## Excerpted passage
◆ ◆ ◆ ◆ ◆

Dropout
- this is another method of network regularization
- involves turning on and off some neurons in a layer in the network, called dropout layer, during training. This allows some inputs to the layer to pass through, while stopping others. Neurons to be turned off are randomly selected, with a given probability during each forward pass (i.e. 30% or 50% of neurons are turned off in a forward pass, neurons selected at random for each pass)
- forces the model to make use of all its neurons. This can help with:
    1) Prevents the network from becoming to reliant on any one neuron or reliance on a single neuron for a single instance.
    2) Preventing overfitting/memorizing the data as model cannot rely on specific neurons to memorize samples 
    3) Preventing co-adaptation - which is when a neuron becomes highly dependent on the outputs of another pre-synaptic neuron. Instead of learning the underlying function, it becomes specialized to the output of one of its input neurons. This can lead to poor generalization and overfitting
    4) Helpful if training data is noisy or has other perturbations. Dropout is its own form of noise - thus helping the network better generalize to noisy data. Exposing network to different subset of neurons during training teaches it to be more resilient to noise and variations in input data
- despite "turning off" some neurons, this does not speed up training process, as the dropped-out are not truly turned off, just their outputs are zeroed

Forward Pass
- firstly - bernoulli distribution and binomial distribtion.

◆ ◆ ◆ ◆ ◆

## Written exercise
Carry the dropout notes forward from their last line, in the same style.

◆ ◆ ◆ ◆ ◆

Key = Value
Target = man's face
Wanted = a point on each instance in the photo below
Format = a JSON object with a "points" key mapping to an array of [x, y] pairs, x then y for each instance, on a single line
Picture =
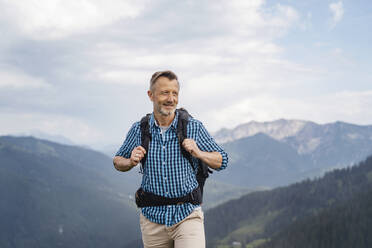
{"points": [[164, 96]]}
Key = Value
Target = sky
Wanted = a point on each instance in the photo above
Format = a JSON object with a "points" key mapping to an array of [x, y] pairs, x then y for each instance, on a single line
{"points": [[81, 69]]}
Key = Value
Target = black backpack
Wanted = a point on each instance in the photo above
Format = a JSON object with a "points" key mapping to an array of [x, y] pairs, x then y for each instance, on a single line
{"points": [[145, 199]]}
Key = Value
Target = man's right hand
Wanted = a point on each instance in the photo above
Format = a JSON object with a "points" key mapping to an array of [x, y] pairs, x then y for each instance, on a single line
{"points": [[137, 154]]}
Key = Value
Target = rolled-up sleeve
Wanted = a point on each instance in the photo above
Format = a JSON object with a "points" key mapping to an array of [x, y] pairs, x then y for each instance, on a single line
{"points": [[206, 143], [131, 141]]}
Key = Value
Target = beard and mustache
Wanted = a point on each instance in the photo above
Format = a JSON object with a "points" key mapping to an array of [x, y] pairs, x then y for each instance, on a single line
{"points": [[166, 112]]}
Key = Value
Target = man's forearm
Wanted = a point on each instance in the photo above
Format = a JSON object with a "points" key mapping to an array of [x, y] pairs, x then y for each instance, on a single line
{"points": [[122, 164], [212, 159]]}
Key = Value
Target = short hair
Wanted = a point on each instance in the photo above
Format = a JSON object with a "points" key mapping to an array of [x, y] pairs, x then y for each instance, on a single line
{"points": [[168, 74]]}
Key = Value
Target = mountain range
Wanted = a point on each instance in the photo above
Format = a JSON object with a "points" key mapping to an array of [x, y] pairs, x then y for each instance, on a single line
{"points": [[55, 195], [326, 212], [270, 154]]}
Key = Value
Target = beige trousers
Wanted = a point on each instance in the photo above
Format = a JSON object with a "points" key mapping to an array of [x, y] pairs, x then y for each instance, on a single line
{"points": [[188, 233]]}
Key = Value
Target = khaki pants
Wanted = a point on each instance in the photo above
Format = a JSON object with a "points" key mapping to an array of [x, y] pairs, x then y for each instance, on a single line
{"points": [[188, 233]]}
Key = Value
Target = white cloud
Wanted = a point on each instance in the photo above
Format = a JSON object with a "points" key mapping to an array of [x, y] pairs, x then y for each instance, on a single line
{"points": [[53, 19], [79, 131], [337, 10], [349, 106], [17, 80]]}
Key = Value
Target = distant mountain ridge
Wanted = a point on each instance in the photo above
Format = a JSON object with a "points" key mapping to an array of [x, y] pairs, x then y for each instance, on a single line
{"points": [[305, 136], [284, 151]]}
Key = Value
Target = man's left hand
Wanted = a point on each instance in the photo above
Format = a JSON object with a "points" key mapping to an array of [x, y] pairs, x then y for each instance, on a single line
{"points": [[191, 146]]}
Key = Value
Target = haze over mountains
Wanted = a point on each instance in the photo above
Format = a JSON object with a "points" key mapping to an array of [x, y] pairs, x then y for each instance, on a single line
{"points": [[319, 213], [55, 195]]}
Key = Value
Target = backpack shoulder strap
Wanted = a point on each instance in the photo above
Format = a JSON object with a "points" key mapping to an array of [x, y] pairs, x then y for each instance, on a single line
{"points": [[145, 137], [183, 120]]}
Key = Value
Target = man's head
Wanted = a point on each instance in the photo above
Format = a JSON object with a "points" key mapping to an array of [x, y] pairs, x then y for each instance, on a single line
{"points": [[163, 92]]}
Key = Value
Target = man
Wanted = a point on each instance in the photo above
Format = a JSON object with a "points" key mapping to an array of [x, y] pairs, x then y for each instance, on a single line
{"points": [[167, 173]]}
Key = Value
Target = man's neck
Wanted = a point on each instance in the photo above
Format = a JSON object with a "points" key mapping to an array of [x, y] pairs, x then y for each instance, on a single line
{"points": [[164, 120]]}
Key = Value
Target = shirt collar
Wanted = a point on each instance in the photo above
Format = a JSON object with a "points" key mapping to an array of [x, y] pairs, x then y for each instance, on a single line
{"points": [[153, 123]]}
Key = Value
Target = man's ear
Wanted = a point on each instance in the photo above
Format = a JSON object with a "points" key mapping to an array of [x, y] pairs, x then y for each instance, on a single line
{"points": [[150, 94]]}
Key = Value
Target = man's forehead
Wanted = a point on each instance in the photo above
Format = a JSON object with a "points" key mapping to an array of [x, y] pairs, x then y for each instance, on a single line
{"points": [[165, 82]]}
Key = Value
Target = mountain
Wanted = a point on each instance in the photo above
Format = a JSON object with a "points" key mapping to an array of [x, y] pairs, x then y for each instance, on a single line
{"points": [[281, 152], [259, 216], [342, 226], [54, 195], [59, 195]]}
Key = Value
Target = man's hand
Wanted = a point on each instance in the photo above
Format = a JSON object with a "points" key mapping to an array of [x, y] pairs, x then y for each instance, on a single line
{"points": [[137, 154], [212, 159], [191, 146]]}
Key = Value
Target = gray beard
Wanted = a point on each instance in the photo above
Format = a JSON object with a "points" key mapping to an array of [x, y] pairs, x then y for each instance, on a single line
{"points": [[166, 113]]}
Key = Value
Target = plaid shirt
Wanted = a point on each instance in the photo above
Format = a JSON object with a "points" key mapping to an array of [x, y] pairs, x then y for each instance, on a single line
{"points": [[167, 172]]}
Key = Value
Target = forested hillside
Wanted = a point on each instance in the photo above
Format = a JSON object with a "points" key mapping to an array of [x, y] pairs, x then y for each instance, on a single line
{"points": [[61, 196], [257, 217]]}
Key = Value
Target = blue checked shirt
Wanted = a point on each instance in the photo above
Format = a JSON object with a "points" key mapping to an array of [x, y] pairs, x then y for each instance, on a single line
{"points": [[167, 172]]}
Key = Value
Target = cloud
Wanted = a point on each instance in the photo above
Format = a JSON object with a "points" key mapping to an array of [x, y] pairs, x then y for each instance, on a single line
{"points": [[76, 129], [349, 106], [337, 10], [87, 64], [13, 79], [55, 19]]}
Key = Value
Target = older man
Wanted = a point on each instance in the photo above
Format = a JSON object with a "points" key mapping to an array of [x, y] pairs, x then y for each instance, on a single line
{"points": [[171, 214]]}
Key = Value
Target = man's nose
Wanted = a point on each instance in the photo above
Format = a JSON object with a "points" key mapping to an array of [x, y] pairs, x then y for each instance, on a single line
{"points": [[171, 98]]}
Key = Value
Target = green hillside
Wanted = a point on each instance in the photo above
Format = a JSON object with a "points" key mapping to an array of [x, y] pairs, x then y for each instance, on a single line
{"points": [[61, 196], [255, 218], [346, 225]]}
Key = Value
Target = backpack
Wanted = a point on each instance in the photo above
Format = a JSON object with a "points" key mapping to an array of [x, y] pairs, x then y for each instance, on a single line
{"points": [[144, 199]]}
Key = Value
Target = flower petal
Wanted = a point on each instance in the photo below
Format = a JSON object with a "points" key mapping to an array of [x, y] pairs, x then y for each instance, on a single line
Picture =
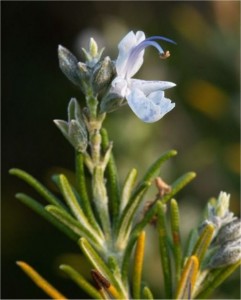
{"points": [[119, 87], [150, 86], [125, 46], [149, 108]]}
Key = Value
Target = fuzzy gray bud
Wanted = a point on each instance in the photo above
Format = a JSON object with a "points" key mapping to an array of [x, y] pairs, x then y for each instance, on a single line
{"points": [[74, 130], [103, 74], [227, 254], [230, 231], [76, 72]]}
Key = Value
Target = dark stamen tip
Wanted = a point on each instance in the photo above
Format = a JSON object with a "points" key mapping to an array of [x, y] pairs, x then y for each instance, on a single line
{"points": [[165, 55]]}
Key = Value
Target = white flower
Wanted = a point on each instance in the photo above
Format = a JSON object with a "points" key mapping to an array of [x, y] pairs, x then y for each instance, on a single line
{"points": [[145, 98]]}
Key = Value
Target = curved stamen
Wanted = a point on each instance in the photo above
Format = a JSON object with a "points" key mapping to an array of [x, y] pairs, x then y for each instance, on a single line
{"points": [[136, 51], [158, 37]]}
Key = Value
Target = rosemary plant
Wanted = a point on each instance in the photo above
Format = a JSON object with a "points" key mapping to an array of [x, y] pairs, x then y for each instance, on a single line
{"points": [[101, 218]]}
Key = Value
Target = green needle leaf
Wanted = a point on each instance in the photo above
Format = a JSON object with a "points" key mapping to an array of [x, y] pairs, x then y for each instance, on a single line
{"points": [[147, 293], [178, 185], [38, 208], [133, 237], [40, 281], [188, 279], [175, 226], [164, 251], [73, 203], [112, 179], [192, 239], [99, 264], [138, 264], [80, 281], [74, 225], [127, 215], [153, 171], [37, 186], [127, 188], [82, 190]]}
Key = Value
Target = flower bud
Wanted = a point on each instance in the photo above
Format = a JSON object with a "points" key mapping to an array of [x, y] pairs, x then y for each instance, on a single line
{"points": [[228, 254], [75, 71], [92, 55], [103, 74], [230, 231], [74, 130], [68, 64], [111, 102]]}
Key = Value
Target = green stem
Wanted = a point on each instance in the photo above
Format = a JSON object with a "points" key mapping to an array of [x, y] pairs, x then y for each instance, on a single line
{"points": [[112, 179], [82, 189], [101, 200]]}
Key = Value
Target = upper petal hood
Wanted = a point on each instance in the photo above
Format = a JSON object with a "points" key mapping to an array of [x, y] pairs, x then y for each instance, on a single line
{"points": [[130, 41], [150, 86]]}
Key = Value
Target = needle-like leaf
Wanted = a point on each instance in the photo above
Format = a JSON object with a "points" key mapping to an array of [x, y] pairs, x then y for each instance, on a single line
{"points": [[38, 208], [40, 281], [112, 179], [164, 251], [138, 264], [80, 281], [188, 278], [175, 226], [37, 186], [99, 264]]}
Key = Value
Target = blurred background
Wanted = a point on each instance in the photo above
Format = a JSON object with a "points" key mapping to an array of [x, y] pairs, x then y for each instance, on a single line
{"points": [[203, 128]]}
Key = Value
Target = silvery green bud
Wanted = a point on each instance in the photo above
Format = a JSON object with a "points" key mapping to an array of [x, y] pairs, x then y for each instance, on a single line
{"points": [[76, 72], [218, 211], [102, 75], [111, 102], [74, 130], [229, 232], [228, 254]]}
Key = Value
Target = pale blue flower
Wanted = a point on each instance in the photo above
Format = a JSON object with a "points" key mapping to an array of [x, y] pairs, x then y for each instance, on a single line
{"points": [[145, 98]]}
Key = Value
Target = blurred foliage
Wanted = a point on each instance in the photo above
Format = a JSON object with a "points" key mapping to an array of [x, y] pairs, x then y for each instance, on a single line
{"points": [[204, 126]]}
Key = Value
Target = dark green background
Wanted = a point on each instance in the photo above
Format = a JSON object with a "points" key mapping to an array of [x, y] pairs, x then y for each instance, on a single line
{"points": [[204, 126]]}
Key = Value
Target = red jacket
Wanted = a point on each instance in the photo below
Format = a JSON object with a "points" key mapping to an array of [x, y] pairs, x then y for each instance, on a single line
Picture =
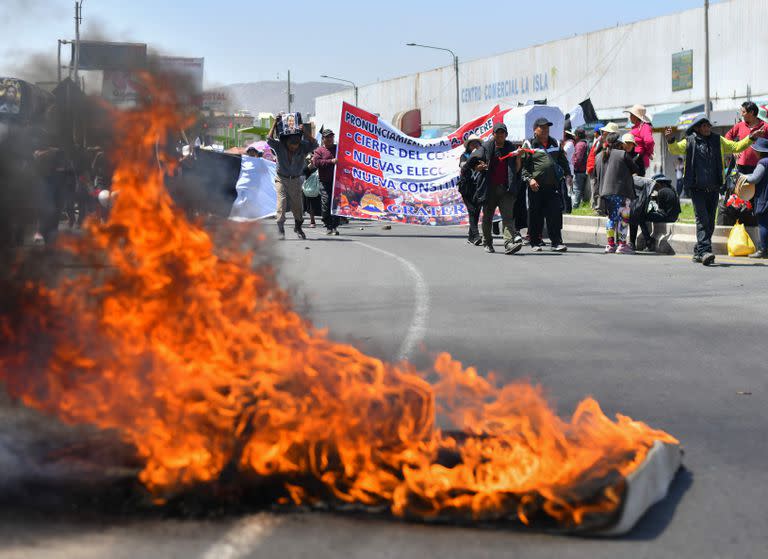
{"points": [[591, 158], [740, 130], [323, 160]]}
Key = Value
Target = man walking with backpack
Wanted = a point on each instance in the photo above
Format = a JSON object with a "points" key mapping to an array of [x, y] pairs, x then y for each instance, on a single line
{"points": [[290, 151], [499, 168], [543, 171], [704, 154]]}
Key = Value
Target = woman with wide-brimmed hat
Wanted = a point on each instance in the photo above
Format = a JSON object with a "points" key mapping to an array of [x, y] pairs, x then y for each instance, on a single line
{"points": [[643, 134], [759, 177]]}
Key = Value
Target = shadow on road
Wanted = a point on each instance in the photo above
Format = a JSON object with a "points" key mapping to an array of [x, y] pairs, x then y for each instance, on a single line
{"points": [[656, 519]]}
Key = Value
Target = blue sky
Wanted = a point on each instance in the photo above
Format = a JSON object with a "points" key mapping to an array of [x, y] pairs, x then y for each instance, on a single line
{"points": [[357, 40]]}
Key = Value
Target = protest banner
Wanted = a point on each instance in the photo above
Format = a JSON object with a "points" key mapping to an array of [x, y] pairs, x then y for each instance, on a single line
{"points": [[383, 174], [256, 195]]}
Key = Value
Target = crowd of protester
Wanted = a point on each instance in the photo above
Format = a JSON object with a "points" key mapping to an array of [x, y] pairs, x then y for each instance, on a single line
{"points": [[542, 179], [527, 185]]}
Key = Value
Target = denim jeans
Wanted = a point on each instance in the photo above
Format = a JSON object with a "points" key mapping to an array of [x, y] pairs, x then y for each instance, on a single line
{"points": [[579, 189], [326, 199], [498, 197], [705, 208]]}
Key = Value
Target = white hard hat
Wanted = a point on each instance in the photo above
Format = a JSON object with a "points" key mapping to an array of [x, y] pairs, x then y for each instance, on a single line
{"points": [[104, 198]]}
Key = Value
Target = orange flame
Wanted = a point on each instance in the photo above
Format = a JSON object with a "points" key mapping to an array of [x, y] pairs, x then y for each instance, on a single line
{"points": [[198, 360]]}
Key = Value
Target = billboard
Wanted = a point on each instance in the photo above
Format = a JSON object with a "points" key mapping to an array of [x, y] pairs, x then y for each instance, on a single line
{"points": [[190, 70], [10, 96], [101, 55], [120, 89], [682, 70], [216, 100]]}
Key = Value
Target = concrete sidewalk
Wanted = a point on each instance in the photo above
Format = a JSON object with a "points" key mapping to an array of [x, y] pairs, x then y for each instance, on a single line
{"points": [[673, 238]]}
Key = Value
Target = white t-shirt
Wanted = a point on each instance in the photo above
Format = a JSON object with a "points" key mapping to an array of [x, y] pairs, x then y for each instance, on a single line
{"points": [[569, 147]]}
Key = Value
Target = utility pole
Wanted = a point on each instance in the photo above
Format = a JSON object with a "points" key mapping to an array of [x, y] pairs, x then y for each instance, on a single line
{"points": [[458, 105], [290, 95], [78, 21], [707, 101], [455, 70], [58, 65]]}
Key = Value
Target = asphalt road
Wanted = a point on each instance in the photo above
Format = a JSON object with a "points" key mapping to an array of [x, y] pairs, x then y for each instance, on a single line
{"points": [[658, 338]]}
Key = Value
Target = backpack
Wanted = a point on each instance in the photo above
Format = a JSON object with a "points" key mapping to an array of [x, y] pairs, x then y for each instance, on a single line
{"points": [[581, 163], [311, 186]]}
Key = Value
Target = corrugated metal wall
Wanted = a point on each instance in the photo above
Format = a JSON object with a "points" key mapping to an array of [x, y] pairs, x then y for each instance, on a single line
{"points": [[616, 67]]}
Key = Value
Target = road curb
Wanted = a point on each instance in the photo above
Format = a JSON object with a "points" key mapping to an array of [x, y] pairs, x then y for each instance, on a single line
{"points": [[673, 238]]}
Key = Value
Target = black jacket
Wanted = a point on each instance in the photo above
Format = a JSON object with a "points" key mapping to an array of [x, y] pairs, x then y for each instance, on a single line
{"points": [[485, 153]]}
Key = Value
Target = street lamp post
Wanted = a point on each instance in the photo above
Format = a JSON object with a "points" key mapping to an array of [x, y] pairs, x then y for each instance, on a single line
{"points": [[456, 71], [345, 81], [707, 100]]}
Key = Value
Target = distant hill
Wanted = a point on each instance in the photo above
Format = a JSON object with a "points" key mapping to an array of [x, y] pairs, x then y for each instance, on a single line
{"points": [[272, 96]]}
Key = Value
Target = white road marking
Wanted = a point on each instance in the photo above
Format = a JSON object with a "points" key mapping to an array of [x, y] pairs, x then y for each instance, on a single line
{"points": [[243, 537], [418, 327]]}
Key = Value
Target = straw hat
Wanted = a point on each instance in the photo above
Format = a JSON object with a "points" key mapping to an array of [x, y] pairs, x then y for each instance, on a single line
{"points": [[472, 138], [639, 111], [743, 189]]}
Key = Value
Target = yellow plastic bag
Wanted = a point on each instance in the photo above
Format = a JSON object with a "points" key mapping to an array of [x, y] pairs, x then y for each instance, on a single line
{"points": [[739, 241]]}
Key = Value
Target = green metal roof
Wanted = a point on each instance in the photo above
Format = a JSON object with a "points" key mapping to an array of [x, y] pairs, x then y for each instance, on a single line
{"points": [[670, 117]]}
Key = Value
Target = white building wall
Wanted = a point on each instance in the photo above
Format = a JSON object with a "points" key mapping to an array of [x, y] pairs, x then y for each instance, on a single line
{"points": [[615, 67]]}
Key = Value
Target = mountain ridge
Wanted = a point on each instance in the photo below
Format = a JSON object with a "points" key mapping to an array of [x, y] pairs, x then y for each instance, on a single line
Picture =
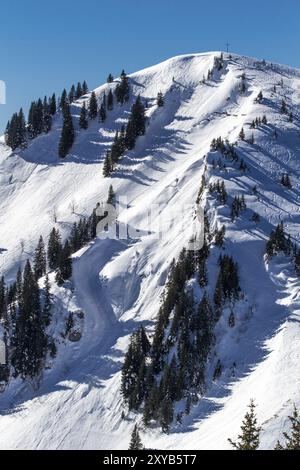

◆ ◆ ◆ ◆ ◆

## Final result
    1) A bernoulli distribution is the probability of a binary outcome for a single trial, like a coin toss, where outcomes are mutually exclusive. There is either heads or tails. In this scenario, heads =1, tails = 0. Probability of heads,p = .5; probability of tails = 1 - p. Generally p can anything between 0 and 1.
    2) a binomial distribtion is like the general case of a bernoulli distribtion. In general form, we can do multiple trials for outcomes from the distribution, summing them. So bernoulli distribution is a special case of binomial distribtion where a single trial is conducted. For example if we have a binomial distribtion with number of trials = 2, and p > 0. The possible range of values is 0, 1 , and 2 from this binomial distribtion. This is because when (p>0) and it is possible, in two trials, to draw a 1 each time. So summing these up, the binomial distribtion outcome is 0. It is 0 for the same reason, if p<1. and 1 may occur by drawing 1/0 or 0/1 on the trials. In the example given, (i.e. 1 or 0, where p = .5, n_samples = 2) there is 50% of a 1 (.5 + .5), and 25% of 0 or 2 (.5 * .5).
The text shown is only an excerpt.